Roselle, Anne

Hungarian soprano, 1894 - ?

(courtesy of Charles B. Mintzer)

Biographical notes:

She was born Anna Gyenge in Budapest and moved to the United States as a child with her family where she received her first vocal tuition. According to Kutsch-Riemens she made her debut in Budapest in 1915 (?). She subsequently appeared at the Stand Theatre in New York and from 1918 to 1920 with Antonio Scotti’s opera company. It was he who recommended her to Gatti-Casazza, the director of the Metropolitan. There she made her debut as Musetta in 1920. Subsequently she was assigned to sing small roles and realized that young singers had no chance at the star-orientated opera house. Fortunately, Scotti reinvited her to sing in his opera company which toured the United States. Scotti entrusted her with central roles such as Butterfly and Tosca! After two years the company disbanded and Anne Roselle decided to continue her career in Europe. In 1926 Fritz Busch contracted her at the Dresden Opera. Singing Turandot in the first German performance she became a star overnight. This role remained her suprime calling card and she enjoyed  triumphant acclaim whenever she appeared in this role (the high tessitura ideally suited to her voice). She was also an admired Mimì, Butterfly, Leonora, Marguerite, Santuzza, Donna Anna and Aida. She frequently appeared as a guest in Vienna, London, Paris, Berlin and at the Arena di Verona. She sang in a highly successful broadcast performance of Un Ballo in Maschera opposite the star tenor Joseph Schwarz as well as Maria Olszewska and Theodor Scheidl. Her associaction with Vienna was unfortunately not a long one. In 1930 she returned to the United States. Leopold Stokowski had chosen her to perform Marie in Berg’s Wozzeck on the occasion of the first US performance in Philadelphia. She even appeared as Elektra (again under Stokowski), Salome and Konstanze (!). After her retirement she lived in Philadelphia where she passed on her experience to her many students.


As Leonora in “Il Trovatore”, 1927



Recital (Arias by Verdi, Leoncavallo, Giordano, Puccini, Gounod and Bizet)

Preiser - LV

Tito Schipa in Opera 1939 - 1941



(Preiser Records)

[DIRECTIVE 1]: Please decide whether each statement agrees with the Anne Roselle biography, answering yes or no and quoting the deciding words: (a) Roselle made her Metropolitan debut as Musetta in 1920; (b) in 1926 Fritz Busch contracted her at the Vienna Opera; (c) after retiring she lived in Philadelphia.
[DIRECTIVE 2]: Carry the Anne Roselle biography page forward from its final line.

[EXTRACTED DATA]:
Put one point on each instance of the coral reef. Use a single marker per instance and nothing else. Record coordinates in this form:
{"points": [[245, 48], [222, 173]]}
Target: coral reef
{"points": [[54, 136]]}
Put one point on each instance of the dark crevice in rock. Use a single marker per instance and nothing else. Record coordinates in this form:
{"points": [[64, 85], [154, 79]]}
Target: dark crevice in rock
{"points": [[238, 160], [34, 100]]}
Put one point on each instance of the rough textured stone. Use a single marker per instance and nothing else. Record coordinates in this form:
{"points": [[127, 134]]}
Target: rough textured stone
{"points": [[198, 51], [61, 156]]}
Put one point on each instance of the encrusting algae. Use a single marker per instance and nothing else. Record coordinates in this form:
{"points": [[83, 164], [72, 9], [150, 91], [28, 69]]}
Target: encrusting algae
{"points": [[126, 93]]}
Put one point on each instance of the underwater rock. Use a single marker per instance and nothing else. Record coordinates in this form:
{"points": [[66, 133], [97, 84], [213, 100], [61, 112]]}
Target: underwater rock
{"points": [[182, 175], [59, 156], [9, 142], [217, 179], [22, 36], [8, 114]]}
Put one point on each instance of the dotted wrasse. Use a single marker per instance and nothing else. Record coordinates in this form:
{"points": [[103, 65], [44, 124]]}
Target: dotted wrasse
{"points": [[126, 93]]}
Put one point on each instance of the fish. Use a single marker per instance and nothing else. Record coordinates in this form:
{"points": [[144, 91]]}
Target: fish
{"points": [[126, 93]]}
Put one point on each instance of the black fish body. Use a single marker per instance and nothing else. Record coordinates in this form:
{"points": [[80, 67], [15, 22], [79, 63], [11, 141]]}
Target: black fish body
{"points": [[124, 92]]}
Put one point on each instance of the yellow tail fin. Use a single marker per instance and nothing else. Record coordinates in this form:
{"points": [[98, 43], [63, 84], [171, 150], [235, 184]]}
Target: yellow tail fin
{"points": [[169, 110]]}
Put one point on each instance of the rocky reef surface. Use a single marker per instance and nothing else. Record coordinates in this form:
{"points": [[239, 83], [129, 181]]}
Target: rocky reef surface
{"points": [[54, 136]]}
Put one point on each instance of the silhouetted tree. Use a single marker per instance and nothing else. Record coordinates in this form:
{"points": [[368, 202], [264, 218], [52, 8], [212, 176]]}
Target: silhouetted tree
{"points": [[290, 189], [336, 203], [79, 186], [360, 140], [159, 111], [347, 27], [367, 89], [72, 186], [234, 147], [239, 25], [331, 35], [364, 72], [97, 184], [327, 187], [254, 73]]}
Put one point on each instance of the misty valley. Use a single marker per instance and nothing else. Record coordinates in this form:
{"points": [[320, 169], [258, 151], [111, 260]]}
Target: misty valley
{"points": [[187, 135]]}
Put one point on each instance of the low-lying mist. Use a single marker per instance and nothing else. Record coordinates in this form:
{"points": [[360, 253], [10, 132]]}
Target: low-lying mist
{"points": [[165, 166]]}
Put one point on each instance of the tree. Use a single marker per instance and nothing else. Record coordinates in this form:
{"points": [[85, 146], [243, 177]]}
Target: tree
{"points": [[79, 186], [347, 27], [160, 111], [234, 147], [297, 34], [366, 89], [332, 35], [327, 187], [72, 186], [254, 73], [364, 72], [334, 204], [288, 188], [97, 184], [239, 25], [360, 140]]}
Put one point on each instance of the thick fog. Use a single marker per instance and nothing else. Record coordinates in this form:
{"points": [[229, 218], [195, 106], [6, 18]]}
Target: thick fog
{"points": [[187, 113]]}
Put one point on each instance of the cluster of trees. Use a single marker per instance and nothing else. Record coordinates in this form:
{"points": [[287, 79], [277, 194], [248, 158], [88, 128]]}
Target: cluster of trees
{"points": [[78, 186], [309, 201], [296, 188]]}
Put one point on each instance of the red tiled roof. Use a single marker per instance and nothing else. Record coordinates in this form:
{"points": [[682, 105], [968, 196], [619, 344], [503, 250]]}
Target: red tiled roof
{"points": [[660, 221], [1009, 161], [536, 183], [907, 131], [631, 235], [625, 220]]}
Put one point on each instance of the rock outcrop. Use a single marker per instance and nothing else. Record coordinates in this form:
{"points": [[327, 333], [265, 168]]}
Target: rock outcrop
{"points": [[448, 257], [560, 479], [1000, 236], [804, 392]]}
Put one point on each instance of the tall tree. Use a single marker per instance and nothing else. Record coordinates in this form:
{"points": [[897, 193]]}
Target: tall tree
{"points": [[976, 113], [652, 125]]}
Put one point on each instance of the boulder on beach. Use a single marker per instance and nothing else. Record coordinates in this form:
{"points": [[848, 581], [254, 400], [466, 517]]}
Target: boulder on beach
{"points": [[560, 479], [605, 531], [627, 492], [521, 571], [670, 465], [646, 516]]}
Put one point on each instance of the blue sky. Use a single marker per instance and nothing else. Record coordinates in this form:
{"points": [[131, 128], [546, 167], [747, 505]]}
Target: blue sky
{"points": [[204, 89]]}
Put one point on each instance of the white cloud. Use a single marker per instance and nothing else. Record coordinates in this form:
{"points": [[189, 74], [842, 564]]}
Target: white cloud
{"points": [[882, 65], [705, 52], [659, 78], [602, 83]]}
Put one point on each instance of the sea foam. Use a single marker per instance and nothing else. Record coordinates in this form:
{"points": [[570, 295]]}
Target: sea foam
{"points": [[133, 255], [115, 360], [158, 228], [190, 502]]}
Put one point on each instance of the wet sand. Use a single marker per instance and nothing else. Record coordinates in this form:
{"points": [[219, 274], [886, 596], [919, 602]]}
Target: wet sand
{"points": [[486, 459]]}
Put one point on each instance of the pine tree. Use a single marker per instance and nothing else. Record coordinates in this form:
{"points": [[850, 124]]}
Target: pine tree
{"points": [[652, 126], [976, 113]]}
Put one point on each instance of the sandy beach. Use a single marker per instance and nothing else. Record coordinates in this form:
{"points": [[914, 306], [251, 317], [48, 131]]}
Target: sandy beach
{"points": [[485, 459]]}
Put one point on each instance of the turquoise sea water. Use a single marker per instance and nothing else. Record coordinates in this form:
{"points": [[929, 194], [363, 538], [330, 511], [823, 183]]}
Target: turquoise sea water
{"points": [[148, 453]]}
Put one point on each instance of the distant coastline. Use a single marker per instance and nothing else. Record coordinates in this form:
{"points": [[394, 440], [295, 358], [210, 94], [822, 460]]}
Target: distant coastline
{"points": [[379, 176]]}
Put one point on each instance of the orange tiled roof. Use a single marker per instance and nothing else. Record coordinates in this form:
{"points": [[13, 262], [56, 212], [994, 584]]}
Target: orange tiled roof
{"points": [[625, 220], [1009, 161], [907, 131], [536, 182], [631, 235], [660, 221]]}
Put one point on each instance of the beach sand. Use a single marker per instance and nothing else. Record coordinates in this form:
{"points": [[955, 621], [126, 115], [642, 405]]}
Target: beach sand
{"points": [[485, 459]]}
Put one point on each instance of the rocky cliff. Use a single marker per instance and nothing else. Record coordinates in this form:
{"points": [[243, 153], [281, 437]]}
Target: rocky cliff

[TASK OUTPUT 1]:
(a) Yes: "There she made her debut as Musetta in 1920."
(b) No: "In 1926 Fritz Busch contracted her at the Dresden Opera."
(c) Yes: "After her retirement she lived in Philadelphia where she passed on her experience to her many students."

[TASK OUTPUT 2]:
“Anne Roselle’s initial claim to fame was primarily the glorious timbre of her top range wich seemed to radiate a wholly individual fluidium of spirituality. The listener felt intoxicated, as if he had caugt the waft of an exotic flower. With only slight exaggeration one might even compare her voice to the effect of an opiate. A special radiance imbued this voice with a peculiar attractivity, which increased the higher tessitura. Supreme cultivation, a faultless technique with considerable vocal agility and an ideal tonal emission which gave the voice superb projection despite its only moderately large volume, formed the basis of this superb instrument, which only in the lower middle range occasionally evinced a, sometimes intentionally, occluded sound.” I share Dr. Anton Odelga’s view on this wonderful but neglected soprano.

Her recordings:

Gramophone 1926/1928:

- D’amor sull’ali rosee (Leonora in Il Trovatore / Verdi)

- Wenn das Kraut, wie die Seherin kündet (Amelia in Un Ballo in Maschera / Verdi)

- Der Tod sei mir willkommen (Amelia in Un Ballo in Maschera / Verdi)

- Ritorna vincitor (Title role in Aida  / Verdi)

- O patria mia (Title role in Aida / Verdi)

- Qual fiamma avea nel guardo (Nedda in Pagliacci / Leoncavallo)

- La mamma morta (Maddalena in Andrea Chénier / Giordano)

- Sì, mi chiamano Mimì (Mimì in La Bohème / Puccini)

 - Donde lieta usci (Mimì in La Bohème / Puccini)

- Vissi d’arte (Title role in Tosca / Puccini)

- Un bel dì vedremo (Cio-Cio-San in Madame Butterfly / Puccini)

- Sai cos’ebbe cuore (Cio-Cio-San in Madame Butterfly / Puccini)

- In diesem Schlosse (Title role in Turandot / Puccini)

 È il primo pianto in German (Title role in Turandot / Puccini)

- Il m’aime (Marguerite in Faust / Gounod)

- Je dis que rien ne m’épouvante (Micaela in Carmen / Bizet)

- Ave Maria (Desdemona in Otello / Verdi)

- Sono andati? (Mimì in La Bohème / Puccini)

- Tu, tu, piccolo Iddio (Cio-Cio-San in Madame Butterfly / Puccini)


My warmest thanks to Charles B. Mintzer (picture)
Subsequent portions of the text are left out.